■ Data excerpts
━━━━━━━━━━━━━━━━━━━━
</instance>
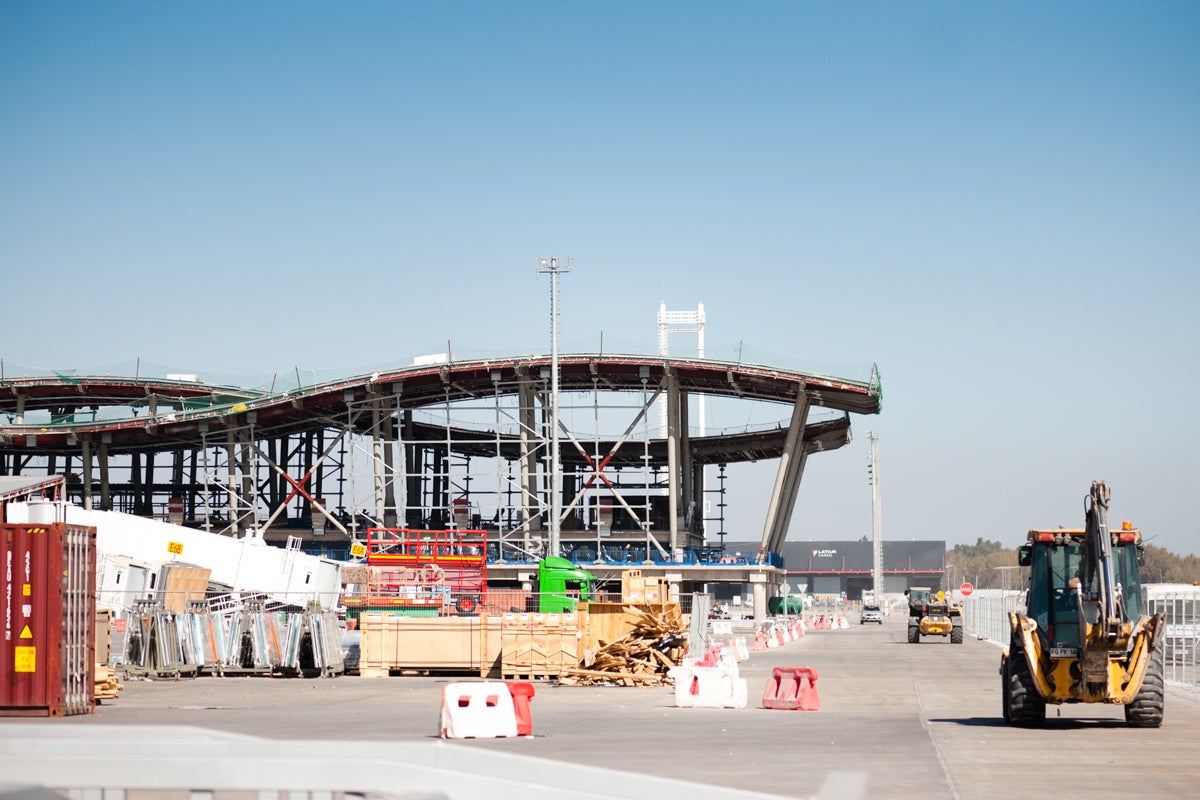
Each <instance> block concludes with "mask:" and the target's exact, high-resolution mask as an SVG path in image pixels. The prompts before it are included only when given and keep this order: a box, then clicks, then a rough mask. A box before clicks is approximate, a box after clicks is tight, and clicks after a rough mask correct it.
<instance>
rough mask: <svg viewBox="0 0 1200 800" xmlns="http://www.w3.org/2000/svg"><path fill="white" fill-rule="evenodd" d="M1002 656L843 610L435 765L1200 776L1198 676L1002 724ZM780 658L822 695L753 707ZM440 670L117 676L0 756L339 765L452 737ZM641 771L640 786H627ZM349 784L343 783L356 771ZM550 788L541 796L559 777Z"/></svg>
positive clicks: (918, 786)
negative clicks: (732, 681) (692, 673)
mask: <svg viewBox="0 0 1200 800" xmlns="http://www.w3.org/2000/svg"><path fill="white" fill-rule="evenodd" d="M998 662H1000V648H997V646H996V645H995V644H992V643H989V642H980V640H976V639H971V638H968V639H967V640H966V642H965V643H962V644H958V645H955V644H950V643H949V639H942V638H926V639H924V640H923V642H922V643H920V644H908V643H907V642H906V637H905V618H902V616H899V615H892V616H889V618H887V619H886V621H884V624H883V626H877V625H869V626H859V625H858V624H857V616H854V618H852V620H851V626H850V627H848V628H847V630H833V631H817V632H810V633H809V634H808V636H806V637H804V638H803V639H800V640H798V642H794V643H791V644H787V645H782V646H780V648H774V649H770V650H767V651H761V652H752V654H751V658H750V661H749V662H744V663H743V664H742V675H743V678H745V679H746V681H748V685H749V694H750V703H749V705H748V708H745V709H677V708H674V703H673V691H672V690H670V688H626V687H616V686H602V687H570V686H557V685H553V684H548V682H540V684H538V685H536V697H535V698H534V699H533V703H532V712H533V714H532V715H533V722H534V736H533V738H523V739H480V740H462V741H458V742H454V745H452V746H451V747H449V748H444V750H439V751H438V753H439V754H438V756H437V758H439V759H444V760H445V764H446V765H448V769H473V768H466V766H463V765H464V764H473V763H491V764H492V768H493V769H497V770H499V771H504V770H510V769H512V770H515V771H516V772H517V776H520V774H521V771H522V770H524V771H526V772H527V774H528V772H529V771H530V770H547V774H548V771H551V768H552V766H553V765H571V766H574V772H572V771H571V770H570V769H568V770H566V771H565V772H564V775H568V776H570V775H572V774H574V775H577V776H578V778H577V780H578V781H580V782H582V783H587V782H589V781H590V782H592V783H593V784H594V786H595V787H600V786H601V784H605V782H606V781H610V780H611V781H614V783H613V784H612V786H618V784H619V786H623V787H626V789H623V790H622V792H623V793H617V790H616V789H613V788H611V787H608V788H605V789H601V790H599V792H598V794H596V796H630V798H632V796H652V795H653V796H662V794H672V793H673V790H672V789H670V787H671V786H672V784H671V783H670V782H671V781H686V782H691V783H694V784H696V786H700V784H703V786H706V787H710V788H712V792H713V793H714V794H713V795H712V796H733V795H734V794H736V793H739V792H744V793H746V796H750V795H752V794H756V793H764V794H770V795H778V796H787V798H811V796H815V795H817V794H818V793H820V792H821V789H822V786H826V793H824V794H823V795H822V800H823V799H824V798H826V796H834V795H833V794H830V793H833V792H836V788H835V787H834V784H839V786H841V787H844V788H845V787H850V789H846V790H848V792H853V790H854V787H856V786H857V784H863V786H865V788H864V790H863V796H866V798H871V799H883V798H920V800H940V799H955V800H959V799H974V798H979V799H983V798H996V796H1034V795H1037V794H1039V793H1042V792H1046V790H1050V789H1051V787H1063V788H1066V787H1069V790H1070V793H1072V794H1073V795H1081V796H1087V798H1090V799H1091V800H1099V799H1103V798H1129V796H1133V795H1140V796H1144V798H1157V796H1162V798H1177V796H1186V795H1187V794H1192V792H1193V787H1194V786H1195V783H1196V781H1200V765H1198V762H1200V759H1196V758H1195V753H1194V742H1195V741H1198V740H1200V698H1198V697H1196V696H1194V694H1189V693H1187V692H1183V691H1178V690H1174V688H1172V690H1170V691H1169V696H1168V708H1166V717H1165V723H1164V726H1163V727H1162V728H1160V729H1150V730H1146V729H1132V728H1127V727H1126V726H1124V722H1123V715H1122V710H1121V709H1120V708H1118V706H1082V705H1067V706H1062V708H1061V711H1062V716H1061V717H1058V716H1056V709H1055V706H1051V708H1050V710H1049V712H1048V716H1049V721H1048V724H1046V727H1045V728H1043V729H1020V728H1013V727H1009V726H1007V724H1004V723H1003V721H1002V718H1001V696H1000V678H998V674H997V667H998ZM776 666H787V667H812V668H816V670H817V673H818V675H820V679H818V681H817V688H818V692H820V697H821V710H820V711H812V712H802V711H776V710H766V709H762V708H760V706H761V697H762V691H763V687H764V686H766V684H767V681H768V678H769V676H770V674H772V669H773V668H774V667H776ZM449 680H457V679H455V678H383V679H364V678H356V676H340V678H335V679H323V680H301V679H271V678H226V679H221V678H199V679H193V680H182V681H178V682H176V681H127V682H126V685H125V691H124V692H122V694H121V697H120V698H119V699H118V700H115V702H112V703H106V704H104V705H101V706H100V708H98V709H97V712H96V714H95V715H91V716H83V717H67V718H61V720H19V721H18V720H11V718H10V720H0V770H2V774H4V775H5V776H6V778H7V780H13V781H22V782H29V781H35V782H36V781H40V780H43V778H44V776H40V775H35V774H32V768H31V766H30V764H31V763H32V762H30V760H29V759H28V758H25V757H24V756H28V751H29V745H26V744H23V742H28V741H30V740H31V739H37V740H38V741H41V742H42V744H40V745H38V747H40V748H41V750H38V752H40V753H43V756H44V754H47V753H48V754H49V756H53V754H54V753H53V741H54V740H56V739H58V740H65V739H70V738H72V736H77V738H82V739H80V740H82V741H84V744H83V745H79V744H78V742H76V746H77V747H83V748H84V750H86V747H88V746H89V745H86V740H88V735H85V734H96V735H100V736H101V738H102V739H103V740H106V741H109V742H112V741H119V740H121V739H122V736H133V734H132V733H131V732H139V733H138V735H137V736H136V738H138V739H140V740H142V741H144V742H145V741H150V739H152V736H151V738H146V736H145V735H143V734H144V729H142V728H137V726H160V727H158V728H155V730H156V732H157V733H156V734H155V736H157V738H158V740H163V741H169V740H170V738H172V735H176V736H178V738H179V741H180V742H181V744H180V747H186V746H187V744H186V742H187V741H188V738H192V739H194V738H196V733H194V729H200V730H202V732H203V730H211V732H220V735H221V736H228V735H233V736H234V739H229V740H228V741H227V740H222V741H224V744H222V745H221V747H223V748H227V751H228V752H236V751H238V742H236V736H253V738H256V739H254V740H253V742H254V744H253V746H252V747H251V740H242V748H244V750H253V751H254V752H256V753H266V754H260V756H259V759H260V760H264V762H266V760H270V756H269V753H270V752H278V753H280V754H281V756H282V754H286V753H289V752H290V753H295V752H300V751H304V752H306V753H313V752H320V753H328V757H329V763H330V764H331V765H334V766H337V765H338V764H341V765H342V769H343V770H344V772H343V775H352V774H353V770H354V769H360V768H361V764H362V758H365V757H367V756H370V758H382V756H380V754H379V753H380V752H383V751H377V750H376V748H379V747H385V746H396V745H397V742H400V744H406V742H407V744H412V745H414V746H415V745H421V746H426V745H434V744H437V745H445V744H448V742H442V741H440V740H438V739H437V721H438V714H439V709H440V692H442V687H443V685H444V684H445V682H446V681H449ZM161 726H167V727H166V728H162V727H161ZM173 726H186V728H173ZM94 727H98V728H100V729H97V730H92V728H94ZM173 730H174V732H175V734H173V733H172V732H173ZM214 735H216V734H215V733H214ZM259 740H265V742H260V741H259ZM313 741H316V742H320V744H319V745H312V744H311V742H313ZM311 747H317V748H318V750H311ZM72 752H73V754H71V753H64V754H61V756H60V757H61V758H62V759H65V762H66V763H71V762H72V759H76V762H77V763H79V762H78V758H79V754H78V751H72ZM223 752H224V751H223ZM451 753H452V754H454V758H451V757H450V754H451ZM23 754H24V756H23ZM500 754H509V756H511V757H514V758H512V759H509V760H504V759H503V758H500ZM414 757H415V759H416V760H418V762H420V760H421V759H422V758H426V757H425V756H422V754H420V753H416V754H415V756H414ZM455 759H458V760H455ZM488 759H493V760H491V762H488ZM530 759H532V760H530ZM98 760H100V759H97V762H98ZM306 760H307V762H316V760H317V757H314V756H308V757H307V758H306ZM38 763H42V764H44V763H48V762H47V760H46V758H42V760H41V762H38ZM23 765H24V766H23ZM13 770H16V771H13ZM23 770H24V771H23ZM612 770H617V771H618V772H617V774H616V775H612V774H611V771H612ZM430 780H433V778H430ZM506 780H508V778H506ZM43 782H44V781H43ZM839 782H841V783H839ZM638 783H643V784H646V786H644V787H643V789H644V792H642V790H637V789H635V788H632V787H636V784H638ZM518 784H520V778H518V777H517V784H514V786H518ZM47 786H62V787H65V786H66V784H53V783H47ZM343 786H344V788H347V789H352V788H354V784H353V781H350V782H348V783H344V784H343ZM422 786H428V784H422ZM472 786H473V787H475V788H472V789H470V790H469V792H470V793H468V794H454V793H446V794H444V795H442V796H446V798H451V800H460V796H487V798H488V800H498V799H499V798H502V796H522V798H524V799H526V800H528V799H529V798H532V796H542V795H538V794H536V793H534V792H532V790H529V792H523V793H522V792H521V790H520V789H518V788H514V789H512V790H514V793H515V794H512V795H510V794H506V793H505V792H482V790H480V789H479V788H478V786H476V784H472ZM605 786H607V784H605ZM192 788H197V787H196V786H194V784H193V787H192ZM475 792H481V793H480V794H475ZM546 792H547V794H546V795H545V796H554V790H553V788H547V789H546ZM689 794H690V793H689ZM313 796H316V795H313ZM320 796H325V795H320ZM330 796H331V795H330ZM397 796H398V795H397ZM414 796H415V795H414ZM421 796H436V795H421ZM581 796H582V795H581ZM589 796H590V795H589ZM692 796H698V795H692ZM104 800H109V799H108V798H107V796H106V798H104ZM127 800H132V795H130V798H127Z"/></svg>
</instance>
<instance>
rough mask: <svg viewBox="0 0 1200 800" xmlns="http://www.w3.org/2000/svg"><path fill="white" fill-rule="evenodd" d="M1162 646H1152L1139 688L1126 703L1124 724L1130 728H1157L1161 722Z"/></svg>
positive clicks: (1160, 725)
mask: <svg viewBox="0 0 1200 800" xmlns="http://www.w3.org/2000/svg"><path fill="white" fill-rule="evenodd" d="M1164 699H1165V692H1164V691H1163V648H1162V646H1158V648H1154V651H1153V652H1151V654H1150V663H1148V664H1146V675H1145V678H1142V680H1141V688H1139V690H1138V694H1135V696H1134V698H1133V700H1132V702H1130V703H1126V724H1127V726H1129V727H1130V728H1158V727H1162V724H1163V706H1164Z"/></svg>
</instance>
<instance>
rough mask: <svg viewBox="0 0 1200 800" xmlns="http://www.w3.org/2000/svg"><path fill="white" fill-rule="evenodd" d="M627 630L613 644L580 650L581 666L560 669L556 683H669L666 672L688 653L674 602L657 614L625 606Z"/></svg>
mask: <svg viewBox="0 0 1200 800" xmlns="http://www.w3.org/2000/svg"><path fill="white" fill-rule="evenodd" d="M624 613H625V615H626V619H628V620H629V621H630V624H631V626H632V627H631V630H630V631H629V632H628V633H625V634H624V636H622V637H620V638H618V639H614V640H613V642H605V640H604V639H600V640H599V642H598V644H599V646H598V648H595V649H588V650H584V654H583V664H582V667H580V668H576V669H564V670H563V674H562V676H560V678H559V680H558V682H559V684H562V685H565V686H595V685H598V684H617V685H619V686H662V685H667V684H670V682H671V679H670V676H668V675H667V670H668V669H671V668H672V667H674V666H677V664H678V663H679V662H680V661H683V657H684V656H685V655H686V654H688V628H686V626H685V625H684V622H683V616H682V615H680V613H679V606H678V603H674V604H671V606H668V607H666V608H665V609H662V610H661V612H659V613H652V612H649V610H647V609H644V608H638V607H637V606H625V608H624Z"/></svg>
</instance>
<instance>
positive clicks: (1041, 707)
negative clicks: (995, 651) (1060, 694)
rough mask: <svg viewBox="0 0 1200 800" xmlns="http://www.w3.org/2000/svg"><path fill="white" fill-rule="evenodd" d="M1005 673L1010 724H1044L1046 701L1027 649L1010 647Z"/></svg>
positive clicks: (1005, 663) (1007, 718)
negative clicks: (1005, 672) (1041, 693)
mask: <svg viewBox="0 0 1200 800" xmlns="http://www.w3.org/2000/svg"><path fill="white" fill-rule="evenodd" d="M1004 666H1006V667H1007V669H1006V670H1004V672H1006V675H1004V693H1006V697H1004V700H1006V704H1004V705H1006V709H1007V711H1008V714H1007V717H1006V718H1007V720H1008V722H1009V723H1010V724H1015V726H1021V727H1022V728H1028V727H1034V726H1039V724H1043V723H1044V722H1045V721H1046V702H1045V699H1043V697H1042V696H1040V694H1039V693H1038V687H1037V686H1036V685H1034V684H1033V674H1032V673H1031V672H1030V662H1028V660H1027V658H1026V657H1025V651H1024V650H1021V649H1020V648H1016V646H1013V648H1010V649H1009V654H1008V661H1006V662H1004Z"/></svg>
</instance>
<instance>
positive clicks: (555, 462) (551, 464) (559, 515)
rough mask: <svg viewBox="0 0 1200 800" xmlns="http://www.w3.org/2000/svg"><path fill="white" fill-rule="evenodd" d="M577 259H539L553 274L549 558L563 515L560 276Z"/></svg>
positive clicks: (555, 554) (551, 316)
mask: <svg viewBox="0 0 1200 800" xmlns="http://www.w3.org/2000/svg"><path fill="white" fill-rule="evenodd" d="M574 265H575V259H571V258H568V259H566V263H565V264H563V263H560V261H559V259H558V258H554V257H551V258H539V259H538V261H536V269H538V271H539V272H550V372H551V377H550V432H551V433H550V546H548V548H547V555H559V554H560V553H559V543H560V542H559V531H560V524H562V521H560V519H559V517H560V516H562V513H563V494H562V487H560V483H562V482H563V465H562V462H560V461H559V453H558V273H559V272H570V271H571V267H572V266H574Z"/></svg>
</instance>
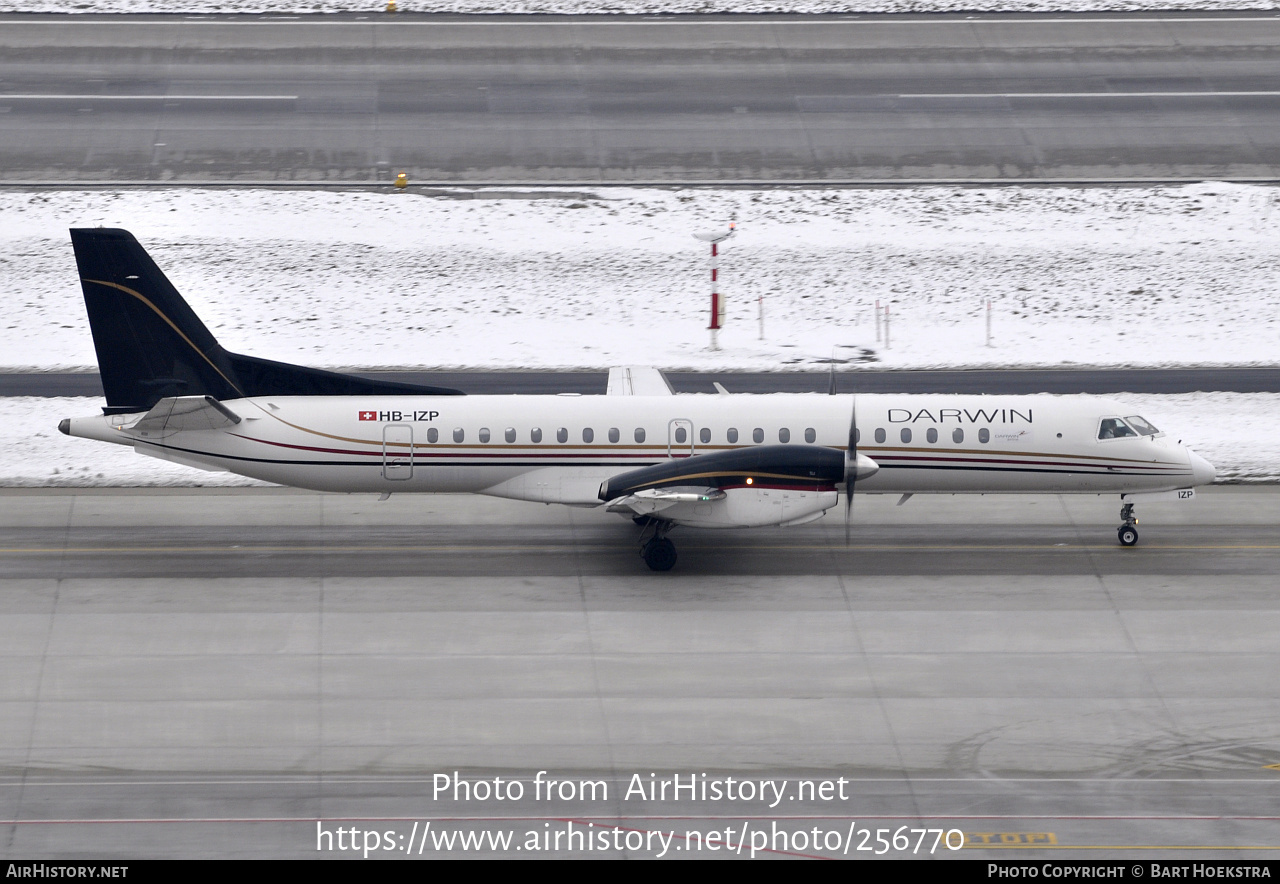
━━━━━━━━━━━━━━━━━━━━
■ What the task asks
Nothing but the lines from the one containing "673L1010 724H1044L1046 701L1027" through the last line of the records above should appear, each repeated exactly, with no pictures.

■ Task answer
rough mask: <svg viewBox="0 0 1200 800" xmlns="http://www.w3.org/2000/svg"><path fill="white" fill-rule="evenodd" d="M1005 673L1010 724H1044L1046 701L1027 649L1010 647Z"/></svg>
positive clicks: (1005, 663) (1007, 718)
negative clicks: (1005, 672) (1041, 693)
mask: <svg viewBox="0 0 1200 800" xmlns="http://www.w3.org/2000/svg"><path fill="white" fill-rule="evenodd" d="M1004 666H1006V667H1007V669H1006V670H1004V672H1006V675H1004V693H1006V697H1004V700H1006V704H1004V705H1006V709H1007V711H1008V714H1007V717H1006V718H1007V720H1008V722H1009V723H1010V724H1015V726H1021V727H1022V728H1028V727H1034V726H1039V724H1043V723H1044V722H1045V721H1046V702H1045V699H1043V697H1042V696H1040V694H1039V693H1038V687H1037V686H1036V685H1034V684H1033V674H1032V673H1031V672H1030V662H1028V660H1027V658H1026V657H1025V651H1024V650H1021V649H1020V648H1016V646H1013V648H1010V649H1009V654H1008V661H1006V662H1004Z"/></svg>
</instance>
<instance>
positive clicks: (555, 462) (551, 464) (559, 515)
rough mask: <svg viewBox="0 0 1200 800" xmlns="http://www.w3.org/2000/svg"><path fill="white" fill-rule="evenodd" d="M577 259H539L553 274L549 558L563 515L560 276Z"/></svg>
positive clicks: (555, 554) (551, 316)
mask: <svg viewBox="0 0 1200 800" xmlns="http://www.w3.org/2000/svg"><path fill="white" fill-rule="evenodd" d="M574 265H575V259H571V258H568V259H566V263H565V264H563V263H560V261H559V259H558V258H554V257H551V258H539V259H538V261H536V269H538V271H539V272H550V372H551V377H550V432H551V433H550V546H548V548H547V555H559V554H560V553H559V543H560V542H559V531H560V524H562V521H560V519H559V517H560V516H562V513H563V494H562V487H560V483H562V482H563V465H562V462H560V461H559V453H558V273H559V272H570V271H571V267H572V266H574Z"/></svg>
</instance>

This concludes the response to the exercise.